## Required work
Copy the following lines with no changes, starting at the line containing "Exercise. Locate the man's" and ending at the line containing "Exercise. Locate the white cloud", with both of those lines included.

Records from a point labeling set:
========================================================================

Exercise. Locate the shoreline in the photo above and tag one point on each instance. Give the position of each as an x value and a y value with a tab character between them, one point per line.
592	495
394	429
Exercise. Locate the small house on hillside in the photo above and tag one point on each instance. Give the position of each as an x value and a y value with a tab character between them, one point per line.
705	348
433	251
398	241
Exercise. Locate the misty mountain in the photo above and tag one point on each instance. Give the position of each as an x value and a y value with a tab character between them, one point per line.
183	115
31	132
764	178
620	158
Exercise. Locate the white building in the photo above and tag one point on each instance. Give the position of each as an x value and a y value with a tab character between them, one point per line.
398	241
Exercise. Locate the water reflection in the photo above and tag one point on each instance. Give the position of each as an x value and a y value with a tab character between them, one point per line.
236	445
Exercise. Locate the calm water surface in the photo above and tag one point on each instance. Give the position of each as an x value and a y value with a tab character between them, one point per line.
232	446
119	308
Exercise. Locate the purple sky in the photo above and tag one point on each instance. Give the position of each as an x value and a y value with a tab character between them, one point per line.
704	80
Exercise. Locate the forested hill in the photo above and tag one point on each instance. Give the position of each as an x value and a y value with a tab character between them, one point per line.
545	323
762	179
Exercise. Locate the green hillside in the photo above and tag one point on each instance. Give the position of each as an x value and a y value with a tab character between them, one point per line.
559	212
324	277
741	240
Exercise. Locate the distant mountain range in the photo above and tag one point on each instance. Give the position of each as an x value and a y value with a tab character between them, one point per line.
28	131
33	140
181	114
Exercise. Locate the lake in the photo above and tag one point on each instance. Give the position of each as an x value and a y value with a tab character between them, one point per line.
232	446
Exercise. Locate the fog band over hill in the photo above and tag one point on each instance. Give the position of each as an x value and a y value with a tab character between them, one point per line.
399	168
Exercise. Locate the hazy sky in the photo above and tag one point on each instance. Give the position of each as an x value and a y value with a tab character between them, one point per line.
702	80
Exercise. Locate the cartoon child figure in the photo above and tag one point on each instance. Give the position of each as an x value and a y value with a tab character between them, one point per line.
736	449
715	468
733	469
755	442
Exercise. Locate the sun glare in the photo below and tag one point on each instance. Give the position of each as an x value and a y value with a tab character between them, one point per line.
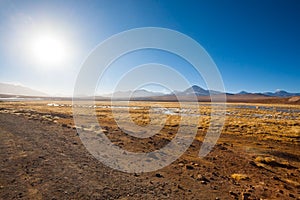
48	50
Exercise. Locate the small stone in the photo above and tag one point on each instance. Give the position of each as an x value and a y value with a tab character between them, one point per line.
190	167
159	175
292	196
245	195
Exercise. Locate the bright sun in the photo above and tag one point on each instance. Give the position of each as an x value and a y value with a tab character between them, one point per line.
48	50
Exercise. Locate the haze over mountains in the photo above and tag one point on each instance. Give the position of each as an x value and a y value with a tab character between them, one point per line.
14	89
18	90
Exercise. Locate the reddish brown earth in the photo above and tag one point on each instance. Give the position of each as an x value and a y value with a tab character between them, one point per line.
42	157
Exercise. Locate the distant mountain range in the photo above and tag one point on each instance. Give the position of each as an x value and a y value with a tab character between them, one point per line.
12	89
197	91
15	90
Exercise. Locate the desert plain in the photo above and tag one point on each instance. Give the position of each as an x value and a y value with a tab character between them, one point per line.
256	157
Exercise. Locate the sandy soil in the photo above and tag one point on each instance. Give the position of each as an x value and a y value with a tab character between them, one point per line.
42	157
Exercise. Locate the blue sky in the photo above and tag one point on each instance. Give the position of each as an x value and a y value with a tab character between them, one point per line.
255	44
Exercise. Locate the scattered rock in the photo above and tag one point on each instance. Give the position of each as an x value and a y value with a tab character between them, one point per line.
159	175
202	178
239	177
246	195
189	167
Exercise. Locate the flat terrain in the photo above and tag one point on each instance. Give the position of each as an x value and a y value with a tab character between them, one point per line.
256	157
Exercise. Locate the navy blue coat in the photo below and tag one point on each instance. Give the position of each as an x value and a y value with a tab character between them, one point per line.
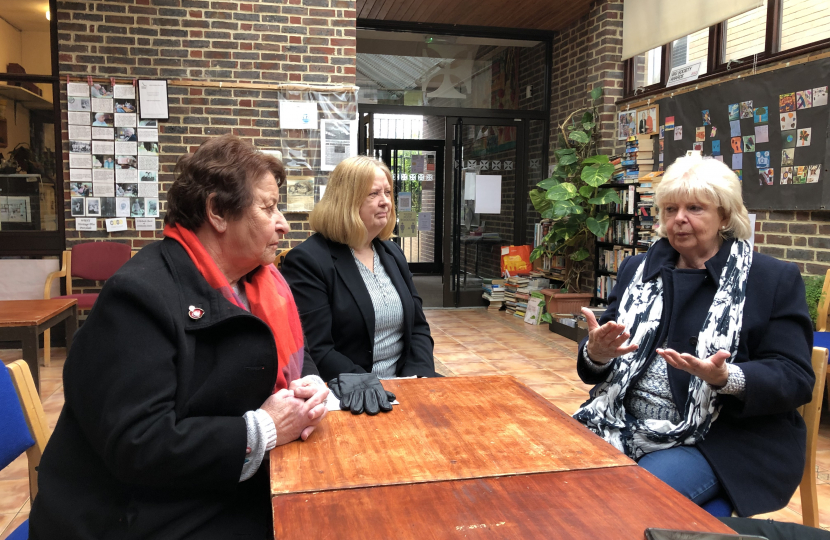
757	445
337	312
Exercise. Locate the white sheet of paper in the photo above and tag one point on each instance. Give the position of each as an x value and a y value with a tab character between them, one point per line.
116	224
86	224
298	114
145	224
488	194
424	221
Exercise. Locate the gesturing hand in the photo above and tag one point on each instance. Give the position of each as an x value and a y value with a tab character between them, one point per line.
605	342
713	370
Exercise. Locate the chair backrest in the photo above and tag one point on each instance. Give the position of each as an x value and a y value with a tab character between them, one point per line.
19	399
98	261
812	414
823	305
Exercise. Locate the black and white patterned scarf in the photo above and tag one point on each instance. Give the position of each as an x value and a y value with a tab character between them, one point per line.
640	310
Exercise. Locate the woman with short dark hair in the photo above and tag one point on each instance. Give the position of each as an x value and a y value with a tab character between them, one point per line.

========================================================================

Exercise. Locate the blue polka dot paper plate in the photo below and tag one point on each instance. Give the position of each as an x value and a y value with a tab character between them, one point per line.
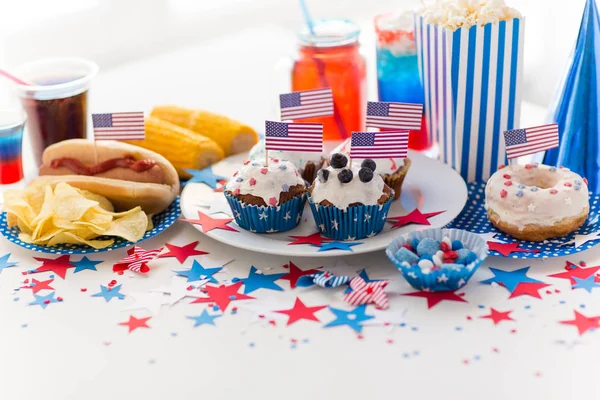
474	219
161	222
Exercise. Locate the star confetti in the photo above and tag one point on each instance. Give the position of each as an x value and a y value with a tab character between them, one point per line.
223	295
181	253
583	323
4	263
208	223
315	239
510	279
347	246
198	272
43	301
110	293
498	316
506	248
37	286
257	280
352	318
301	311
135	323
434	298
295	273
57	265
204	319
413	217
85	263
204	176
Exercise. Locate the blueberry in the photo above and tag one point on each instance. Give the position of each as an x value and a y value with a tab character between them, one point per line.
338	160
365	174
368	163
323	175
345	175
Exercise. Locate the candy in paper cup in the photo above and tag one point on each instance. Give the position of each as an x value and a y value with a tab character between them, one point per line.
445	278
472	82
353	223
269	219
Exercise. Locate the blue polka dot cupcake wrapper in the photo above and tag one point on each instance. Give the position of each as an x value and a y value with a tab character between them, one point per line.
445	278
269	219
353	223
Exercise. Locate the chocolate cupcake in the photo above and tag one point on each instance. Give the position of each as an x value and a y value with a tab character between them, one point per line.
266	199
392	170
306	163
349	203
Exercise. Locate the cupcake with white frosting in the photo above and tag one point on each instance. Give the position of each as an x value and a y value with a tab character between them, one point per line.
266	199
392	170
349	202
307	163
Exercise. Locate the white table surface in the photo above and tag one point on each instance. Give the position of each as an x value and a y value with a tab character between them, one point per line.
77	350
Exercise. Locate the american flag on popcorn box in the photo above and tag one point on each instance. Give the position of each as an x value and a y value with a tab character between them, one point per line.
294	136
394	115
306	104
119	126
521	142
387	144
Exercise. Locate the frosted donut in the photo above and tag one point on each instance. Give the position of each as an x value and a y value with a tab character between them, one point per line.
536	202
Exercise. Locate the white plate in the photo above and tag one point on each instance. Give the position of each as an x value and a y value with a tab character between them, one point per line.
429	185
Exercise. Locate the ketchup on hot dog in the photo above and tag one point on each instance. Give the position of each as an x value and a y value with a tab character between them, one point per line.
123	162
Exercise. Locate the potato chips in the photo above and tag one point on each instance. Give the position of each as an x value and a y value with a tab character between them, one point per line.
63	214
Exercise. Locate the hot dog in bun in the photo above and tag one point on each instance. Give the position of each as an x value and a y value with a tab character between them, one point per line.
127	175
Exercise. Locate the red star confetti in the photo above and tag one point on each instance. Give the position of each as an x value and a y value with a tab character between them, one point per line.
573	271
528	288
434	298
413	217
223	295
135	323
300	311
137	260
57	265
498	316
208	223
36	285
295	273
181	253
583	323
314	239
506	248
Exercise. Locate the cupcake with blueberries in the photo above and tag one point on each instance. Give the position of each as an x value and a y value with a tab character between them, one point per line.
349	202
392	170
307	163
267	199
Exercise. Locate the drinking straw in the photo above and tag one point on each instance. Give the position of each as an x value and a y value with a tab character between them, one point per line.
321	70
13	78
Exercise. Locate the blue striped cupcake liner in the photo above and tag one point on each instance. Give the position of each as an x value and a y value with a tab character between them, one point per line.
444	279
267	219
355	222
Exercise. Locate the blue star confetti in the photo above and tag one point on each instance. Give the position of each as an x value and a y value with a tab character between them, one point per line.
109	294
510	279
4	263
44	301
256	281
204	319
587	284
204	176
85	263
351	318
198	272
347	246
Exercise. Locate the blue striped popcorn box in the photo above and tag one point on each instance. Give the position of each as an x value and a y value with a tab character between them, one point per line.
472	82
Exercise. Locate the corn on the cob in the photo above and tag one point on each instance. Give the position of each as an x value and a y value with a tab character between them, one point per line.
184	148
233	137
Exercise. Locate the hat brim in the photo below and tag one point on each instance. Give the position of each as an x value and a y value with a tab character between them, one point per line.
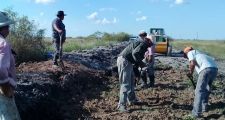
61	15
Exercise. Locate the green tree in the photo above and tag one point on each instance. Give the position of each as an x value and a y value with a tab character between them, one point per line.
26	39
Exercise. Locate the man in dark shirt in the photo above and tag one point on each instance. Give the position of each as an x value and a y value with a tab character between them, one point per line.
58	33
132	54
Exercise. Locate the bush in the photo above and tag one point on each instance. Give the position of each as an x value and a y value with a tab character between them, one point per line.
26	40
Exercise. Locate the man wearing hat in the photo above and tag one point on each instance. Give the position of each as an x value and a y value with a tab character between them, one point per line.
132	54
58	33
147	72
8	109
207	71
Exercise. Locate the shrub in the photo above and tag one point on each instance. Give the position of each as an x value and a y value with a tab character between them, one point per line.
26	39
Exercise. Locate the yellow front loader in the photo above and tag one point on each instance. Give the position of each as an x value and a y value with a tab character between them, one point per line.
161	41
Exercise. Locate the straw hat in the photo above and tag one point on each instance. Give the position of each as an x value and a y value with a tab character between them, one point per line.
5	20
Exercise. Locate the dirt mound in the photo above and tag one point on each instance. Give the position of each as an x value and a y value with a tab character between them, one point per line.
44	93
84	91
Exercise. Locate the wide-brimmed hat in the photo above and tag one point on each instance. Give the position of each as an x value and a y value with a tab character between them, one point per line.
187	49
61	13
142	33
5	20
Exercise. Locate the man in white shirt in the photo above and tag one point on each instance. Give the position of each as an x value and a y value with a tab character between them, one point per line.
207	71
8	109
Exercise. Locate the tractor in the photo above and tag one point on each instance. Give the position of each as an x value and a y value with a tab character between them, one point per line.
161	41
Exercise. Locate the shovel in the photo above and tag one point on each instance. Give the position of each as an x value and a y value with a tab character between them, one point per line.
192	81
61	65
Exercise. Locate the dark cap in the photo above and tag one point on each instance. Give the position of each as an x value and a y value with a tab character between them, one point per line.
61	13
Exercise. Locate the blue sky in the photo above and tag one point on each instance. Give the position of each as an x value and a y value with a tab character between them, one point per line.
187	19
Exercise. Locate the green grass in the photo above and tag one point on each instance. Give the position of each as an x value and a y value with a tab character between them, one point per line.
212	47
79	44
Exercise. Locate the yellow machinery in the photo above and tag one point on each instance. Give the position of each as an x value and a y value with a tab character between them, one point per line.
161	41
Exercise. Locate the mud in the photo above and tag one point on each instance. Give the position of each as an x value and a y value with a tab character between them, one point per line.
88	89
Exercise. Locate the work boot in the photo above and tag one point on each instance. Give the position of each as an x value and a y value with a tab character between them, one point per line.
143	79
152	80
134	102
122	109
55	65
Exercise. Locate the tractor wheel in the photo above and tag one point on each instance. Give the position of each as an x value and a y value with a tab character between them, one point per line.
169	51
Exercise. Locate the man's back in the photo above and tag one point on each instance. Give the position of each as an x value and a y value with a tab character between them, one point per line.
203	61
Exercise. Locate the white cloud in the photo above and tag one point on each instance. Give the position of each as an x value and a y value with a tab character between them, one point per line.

========================================================================

## Result of the task
Exercise. Locate the man's back in the photo above and tag one point on each instance. Give the position of each as an x value and a y value with a tab character between them, one point per line.
203	61
Exercise. Locate the white cloud in the photo above and tag one point on each instance. Give the position of each as an x value and a y value with a tab character between them, one point per line.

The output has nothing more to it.